Yönerge ve gereksinimler: Aşağıdaki kayıtların tamamındaki her satırı, hiçbir değişiklik yapmadan olduğu gibi çıktı olarak verin.

---------- Alıştırma girdileri ----------

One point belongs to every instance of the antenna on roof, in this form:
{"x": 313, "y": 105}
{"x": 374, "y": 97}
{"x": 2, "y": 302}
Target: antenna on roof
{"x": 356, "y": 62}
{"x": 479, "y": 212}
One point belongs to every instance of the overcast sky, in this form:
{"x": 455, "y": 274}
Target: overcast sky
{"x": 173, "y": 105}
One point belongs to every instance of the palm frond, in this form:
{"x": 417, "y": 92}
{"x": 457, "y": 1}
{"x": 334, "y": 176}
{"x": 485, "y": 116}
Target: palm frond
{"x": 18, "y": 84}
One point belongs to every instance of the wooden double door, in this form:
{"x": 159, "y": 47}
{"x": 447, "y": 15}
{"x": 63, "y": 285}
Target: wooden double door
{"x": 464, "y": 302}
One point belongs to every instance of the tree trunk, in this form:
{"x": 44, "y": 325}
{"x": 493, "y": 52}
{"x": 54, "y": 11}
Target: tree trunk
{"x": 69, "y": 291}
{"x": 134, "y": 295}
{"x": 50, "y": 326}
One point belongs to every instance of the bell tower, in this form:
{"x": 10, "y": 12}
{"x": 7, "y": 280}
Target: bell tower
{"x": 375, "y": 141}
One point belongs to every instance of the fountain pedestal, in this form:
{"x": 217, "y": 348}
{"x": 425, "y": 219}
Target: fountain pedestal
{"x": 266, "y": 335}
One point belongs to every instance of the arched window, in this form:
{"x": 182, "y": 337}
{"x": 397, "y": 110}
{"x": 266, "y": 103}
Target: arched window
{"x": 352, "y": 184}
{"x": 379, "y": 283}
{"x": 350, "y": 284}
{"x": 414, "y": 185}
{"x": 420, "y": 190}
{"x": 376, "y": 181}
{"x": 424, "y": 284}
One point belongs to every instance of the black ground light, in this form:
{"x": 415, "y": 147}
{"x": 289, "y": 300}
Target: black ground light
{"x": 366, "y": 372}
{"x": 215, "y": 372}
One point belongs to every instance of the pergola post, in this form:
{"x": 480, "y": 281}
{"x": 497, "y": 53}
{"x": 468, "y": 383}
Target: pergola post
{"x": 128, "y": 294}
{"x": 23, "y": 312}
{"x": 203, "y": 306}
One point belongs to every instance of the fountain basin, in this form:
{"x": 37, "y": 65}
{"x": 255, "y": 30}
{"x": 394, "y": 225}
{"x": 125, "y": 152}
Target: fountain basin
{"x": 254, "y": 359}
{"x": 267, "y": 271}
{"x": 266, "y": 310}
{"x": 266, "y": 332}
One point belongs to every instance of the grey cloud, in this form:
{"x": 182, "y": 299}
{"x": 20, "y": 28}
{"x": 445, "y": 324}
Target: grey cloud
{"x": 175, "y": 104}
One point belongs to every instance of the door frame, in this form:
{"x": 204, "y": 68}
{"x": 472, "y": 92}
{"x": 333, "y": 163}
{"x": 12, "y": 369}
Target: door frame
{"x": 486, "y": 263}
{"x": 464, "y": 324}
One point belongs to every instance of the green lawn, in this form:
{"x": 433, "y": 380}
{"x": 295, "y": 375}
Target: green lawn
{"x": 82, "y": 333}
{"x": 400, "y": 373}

----------

Çözümlü yanıt:
One point belongs to every instance of the antenna on roof, in this form:
{"x": 313, "y": 105}
{"x": 374, "y": 97}
{"x": 2, "y": 302}
Target: antenna on roof
{"x": 356, "y": 62}
{"x": 479, "y": 212}
One point belongs to every instance of the overcast sky, in this form:
{"x": 455, "y": 274}
Target: overcast sky
{"x": 173, "y": 105}
One point belongs to every instance of the palm frond, in this form:
{"x": 417, "y": 92}
{"x": 457, "y": 1}
{"x": 334, "y": 176}
{"x": 485, "y": 116}
Target: palm frond
{"x": 18, "y": 84}
One point belongs to every instance of the wooden double door, in this form:
{"x": 159, "y": 47}
{"x": 447, "y": 15}
{"x": 63, "y": 285}
Target: wooden double door
{"x": 464, "y": 302}
One point belongs to every instance of the tree trunk, in this form:
{"x": 44, "y": 325}
{"x": 493, "y": 52}
{"x": 54, "y": 11}
Target: tree trunk
{"x": 69, "y": 291}
{"x": 134, "y": 295}
{"x": 50, "y": 326}
One point belongs to every instance of the bell tower, in this form:
{"x": 10, "y": 12}
{"x": 7, "y": 280}
Target: bell tower
{"x": 375, "y": 141}
One point belongs to every instance of the fountain pedestal, in this form:
{"x": 217, "y": 348}
{"x": 425, "y": 219}
Target: fountain pedestal
{"x": 266, "y": 335}
One point belongs to every instance of the arched window, in this form:
{"x": 182, "y": 337}
{"x": 397, "y": 110}
{"x": 266, "y": 103}
Target: arched window
{"x": 352, "y": 184}
{"x": 379, "y": 283}
{"x": 350, "y": 284}
{"x": 414, "y": 185}
{"x": 420, "y": 190}
{"x": 376, "y": 181}
{"x": 424, "y": 284}
One point belongs to every instance of the black ground light, in this form:
{"x": 415, "y": 147}
{"x": 289, "y": 300}
Target: black ground light
{"x": 366, "y": 372}
{"x": 215, "y": 372}
One point belongs to every instance of the pergola post, in this form:
{"x": 480, "y": 281}
{"x": 497, "y": 53}
{"x": 468, "y": 383}
Target: pergola post
{"x": 128, "y": 294}
{"x": 23, "y": 312}
{"x": 203, "y": 306}
One point belongs to every instance of the fountain basin, in this form:
{"x": 37, "y": 65}
{"x": 255, "y": 30}
{"x": 394, "y": 225}
{"x": 125, "y": 152}
Target: fountain basin
{"x": 254, "y": 359}
{"x": 267, "y": 271}
{"x": 266, "y": 310}
{"x": 266, "y": 332}
One point belongs to every instance of the grey cloud, in this form:
{"x": 182, "y": 299}
{"x": 20, "y": 28}
{"x": 445, "y": 324}
Target: grey cloud
{"x": 175, "y": 104}
One point belongs to every instance of the door frame, in this form:
{"x": 204, "y": 68}
{"x": 472, "y": 92}
{"x": 333, "y": 163}
{"x": 12, "y": 369}
Target: door frame
{"x": 486, "y": 263}
{"x": 464, "y": 324}
One point belongs to every instance of the green lawn, in this form:
{"x": 433, "y": 380}
{"x": 295, "y": 375}
Target: green lawn
{"x": 82, "y": 333}
{"x": 400, "y": 373}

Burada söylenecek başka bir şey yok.